▶ **Text**
Unfortunately, as amazing as the healing processes of the eye can be, they don’t work all the time. Certain dogs experience what are known as refractory (or refractive) corneal ulcers – ulcers which may take up to six months to heal, and for which existing treatments are not consistently effective. Medical treatments for refractory corneal ulcers are cheap but often frustrating, since they require the owner to repeatedly apply a topical medication which may or may not work. There are also surgical options for treating these ulcers; however, those procedures are not only inconsistent but expensive and potentially risky.

That’s why, with the help of the AKC Canine Health Foundation, scientists from Ohio State University set out to investigate the rumor that a simple tetracycline treatment might be an effective way to reduce healing time of refractive corneal ulcers. It’s a drug that has worked for humans with corneal ulcers, but no one had ever prospectively evaluated tetracycline’s effects in dogs.

Stored entries
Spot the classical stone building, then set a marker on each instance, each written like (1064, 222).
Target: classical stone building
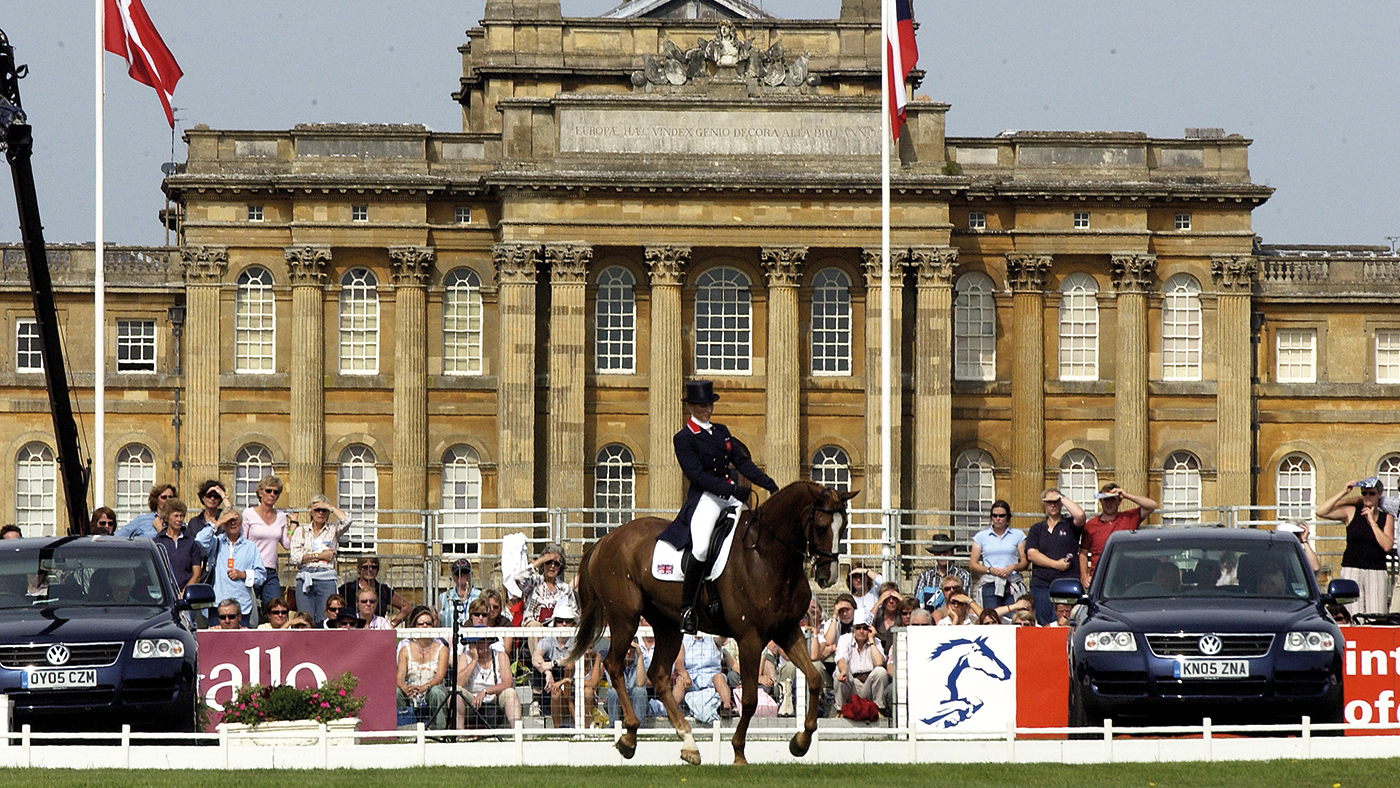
(503, 318)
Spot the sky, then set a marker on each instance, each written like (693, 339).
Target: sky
(1312, 84)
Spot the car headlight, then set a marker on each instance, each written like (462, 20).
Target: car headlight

▶ **Task list**
1. According to the text on corneal ulcers in dogs, how long can refractory corneal ulcers take to heal?
2. Carry on the text on corneal ulcers in dogs, picking up after its final sentence.

▶ **Activity answers**
1. Up to six months.

2.
The researchers compared the healing time of corneal ulcers when dogs were given one of three treatments: cephalexin pills + oxytetracycline cream (the treatment of interest), cephalexin pills + triple antibiotic cream (control), and doxycycline pills + triple antibiotic cream (alternate treatment). What they found was that, as rumor suggested, the oxytetracycline cream significantly increased the speed of wound healing in treated dogs, both compared to the control group and to the alternate treatment. The docycycline treatment also showed a slight improvement in healing speed, but it was not statistically significant when compared to the controls.

This research suggests that tetracycline cream may in fact be a useful addition to the treatment regimen for corneal ulcers. What makes tetracycline so special? Although most people think of tetracycline as just another antibiotic, it also is capable of altering the immune system response in a way that the components of triple antibiotic ointments are not, which may explain why it helps when they don’t.

Interestingly, during the course of their research, the scientists also found that while the size of the ulcer didn’t have a significant effect on healing time, the size of the dog the ulcer was found in did. Corneal ulcers were much more likely to heal quickly in small-breed dogs than they were in medium or large breed dogs. Why? Well, many small breed dogs blink less often, due to the placement of their eyes in their heads. It looks like blinking may disrupt the healing process by tearing or displacing the sheet of healthy cells as it migrates across the eye.

This work was funded by AKC Canine Health Foundation Grant 985-A.